Copy out the lines of the listing below word for word, starting with the line that contains "Find the steel" and ending with the last line of the listing.

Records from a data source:
══════

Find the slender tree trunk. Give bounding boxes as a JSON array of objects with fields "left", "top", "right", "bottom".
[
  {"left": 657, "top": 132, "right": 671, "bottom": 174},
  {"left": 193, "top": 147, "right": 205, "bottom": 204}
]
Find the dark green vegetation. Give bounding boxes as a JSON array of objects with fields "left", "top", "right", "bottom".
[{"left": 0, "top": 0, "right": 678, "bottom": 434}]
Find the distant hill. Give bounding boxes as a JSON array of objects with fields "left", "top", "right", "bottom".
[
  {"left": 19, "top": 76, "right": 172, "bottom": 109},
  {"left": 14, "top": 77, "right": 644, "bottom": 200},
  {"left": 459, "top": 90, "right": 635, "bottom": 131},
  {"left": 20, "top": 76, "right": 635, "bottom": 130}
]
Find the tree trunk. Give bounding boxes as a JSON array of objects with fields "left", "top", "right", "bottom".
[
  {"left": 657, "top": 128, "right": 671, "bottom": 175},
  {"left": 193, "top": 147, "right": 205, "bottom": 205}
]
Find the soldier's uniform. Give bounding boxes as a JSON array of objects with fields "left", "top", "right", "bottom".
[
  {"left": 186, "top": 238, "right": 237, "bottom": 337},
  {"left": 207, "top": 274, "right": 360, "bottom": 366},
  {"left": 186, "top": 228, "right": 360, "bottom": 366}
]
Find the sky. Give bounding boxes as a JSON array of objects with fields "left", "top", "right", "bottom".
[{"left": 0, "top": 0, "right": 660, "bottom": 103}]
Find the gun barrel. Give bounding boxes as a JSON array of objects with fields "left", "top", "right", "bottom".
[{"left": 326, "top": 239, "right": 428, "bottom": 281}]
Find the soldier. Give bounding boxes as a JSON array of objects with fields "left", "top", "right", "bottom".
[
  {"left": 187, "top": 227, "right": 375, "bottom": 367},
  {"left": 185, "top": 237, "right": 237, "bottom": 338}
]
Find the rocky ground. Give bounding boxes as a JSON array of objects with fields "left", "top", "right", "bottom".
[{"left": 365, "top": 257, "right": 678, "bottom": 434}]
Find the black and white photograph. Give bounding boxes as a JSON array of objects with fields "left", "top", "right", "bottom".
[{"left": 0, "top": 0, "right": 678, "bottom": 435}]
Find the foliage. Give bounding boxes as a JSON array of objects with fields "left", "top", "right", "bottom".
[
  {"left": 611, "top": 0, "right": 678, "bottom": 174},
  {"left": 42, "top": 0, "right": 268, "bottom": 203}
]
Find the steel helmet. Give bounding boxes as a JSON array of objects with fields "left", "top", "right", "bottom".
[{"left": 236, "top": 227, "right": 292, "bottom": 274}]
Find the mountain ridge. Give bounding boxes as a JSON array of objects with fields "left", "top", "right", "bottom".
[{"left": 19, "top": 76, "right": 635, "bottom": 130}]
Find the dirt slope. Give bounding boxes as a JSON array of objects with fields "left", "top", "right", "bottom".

══════

Solution for this exercise —
Find the steel helmet. Give bounding boxes as a JSON array of objects with fields "left", "top", "right", "bottom".
[{"left": 236, "top": 227, "right": 292, "bottom": 274}]
Find the mountain ridge. Give bounding boxes as a JSON array of objects with fields "left", "top", "right", "bottom".
[{"left": 19, "top": 76, "right": 635, "bottom": 130}]
Find the dirt slope. Give bounding boxes as a JSON array of objects with fields "left", "top", "right", "bottom".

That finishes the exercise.